-- START Reading text --

Feature: Afghan farmers forced to grow poppies for living
Xinhua, April 21, 2016 Adjust font size:
"Growing poppies and selling opium is the only way to earn a living and support my family," Assadullah, 65, a farmer, told Xinhua on his poppy plantation in a southern province of the city recently.
Working on his poppy field on the outskirts of Kandahar's provincial capital, about 450 km south of Kabul, and slicing off the heads of the flowers to reveal the seed pods and release the opaque, milky sap used for the drug, the elderly farmer said that the low price of wheat, poverty and unemployment had forced him to replace wheat for poppy seeds.
"To be frank, I hate growing poppies," the elderly man said, explaining, "It is poison that kills people. Producing and using heroin and other illegal drugs is forbidden by Islamic law."
War-stricken Afghanistan is among the major opium poppy producing nations and reportedly supplies around 90 percent of the raw materials used in making heroin to the world.
The former Taliban strongholds in the militancy-hit southern Kandahar and Helmand provinces, are reportedly major production hubs of the illicit drugs in Afghanistan.
"I am ready to give up poppy cultivation and replace it with legal crops, such as wheat, rice, watermelon and saffron. If the government supports me to buy saffron, to find a market for my agricultural products, or find a job for my sons," a deflated Assadullah said.
In the militancy-plagued provinces of Kandahar, Helmand, Zabul and Farah, where security remains an issue, the Taliban fighters, according to locals, encourage villagers to cultivate poppies.
Poppy production and drug trafficking in Afghanistan, according to locals and officials, have become the main source of income for the Taliban and like-minded groups to finance their subversive activities in the war-ravaged country.
Cutting poppy bulbs to extract the raw opium in his poppy farm, another farmer in Kandahar, Baz Mohammad, 45, said that he would abandon poppy cultivation if he could find an alternative way to provide for his family.

-- END Reading text --
-- START Dataset --

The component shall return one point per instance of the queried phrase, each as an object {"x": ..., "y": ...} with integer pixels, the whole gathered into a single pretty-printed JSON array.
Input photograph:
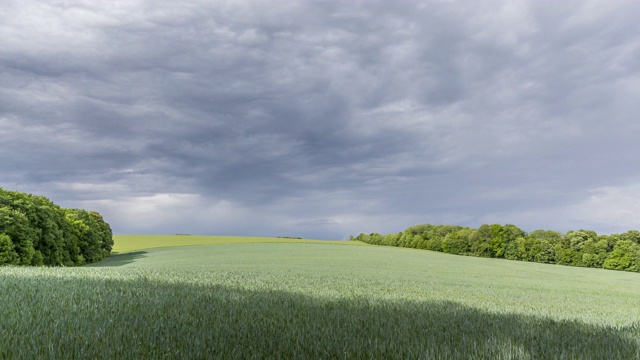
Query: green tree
[
  {"x": 625, "y": 256},
  {"x": 7, "y": 251}
]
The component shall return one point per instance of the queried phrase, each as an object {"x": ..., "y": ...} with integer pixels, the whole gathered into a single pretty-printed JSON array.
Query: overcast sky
[{"x": 324, "y": 119}]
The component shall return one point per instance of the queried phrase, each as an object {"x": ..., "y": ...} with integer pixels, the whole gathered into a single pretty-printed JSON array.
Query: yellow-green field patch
[{"x": 126, "y": 243}]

-- END Dataset --

## Tasks for this exercise:
**1.** Answer these questions from the article on Afghan poppy farmers, one line each:
(a) How far from Kabul is Kandahar's provincial capital, and in which direction?
(b) What share of the world's raw materials for heroin does Afghanistan reportedly supply?
(c) How old is the farmer Baz Mohammad?
**2.** Carry on the article about Afghan farmers growing poppies, picking up right after its final sentence.
The material plays no part in what comes next.

## Task-by-task answers:
**1.**
(a) About 450 km south of Kabul.
(b) Around 90 percent.
(c) 45.

**2.**
"I dislike cultivating poppies but poverty has left me with no choice," the farmer told Xinhua.
"I would prefer to replace growing poppies with saffron if the government provided help," Mohammad explained.
The price of 1 sir (7 kg) of wheat ranges from 250 to 300 afghani (up to 4.39 U.S. dollars) while 1 kg of opium sells for 11,000 to 15,000 afghani locally in Kandahar, Afghanistan's second city.
Afghanistan is among the world's poorest countries with poverty particularly concentrated in the country's countryside. Around 36 percent of a population of nearly 30 million live below the poverty line in Afghanistan.
The economically impoverished nation as a major producer of illegal drugs, harvested 3,300 tons of opium poppies in 2015, according to a report of United Nations Office on Drugs and Crime (UNODC) released in last December.
Commensurate with the production of illegal drugs in Afghanistan, the number of drug addicts have also increased.
According to officials, more than 1.5 million Afghans are addicted to drugs, however, the number of drug users in Afghanistan, according to unofficial sources, is around 3 million including women and children, a figure doubled since 2010.
"Growing poppies and making heroin is killing our people, including our family members, but we have no other choice than to grow poppies to make drugs," Rahimullah, a 35-year-old farmer, told Xinhua.
"We cannot give up poppy cultivation unless the government provide alternative crops and find a market for our agricultural products," the frustrated farmer exclaimed, while extracting opium from a poppy bulb.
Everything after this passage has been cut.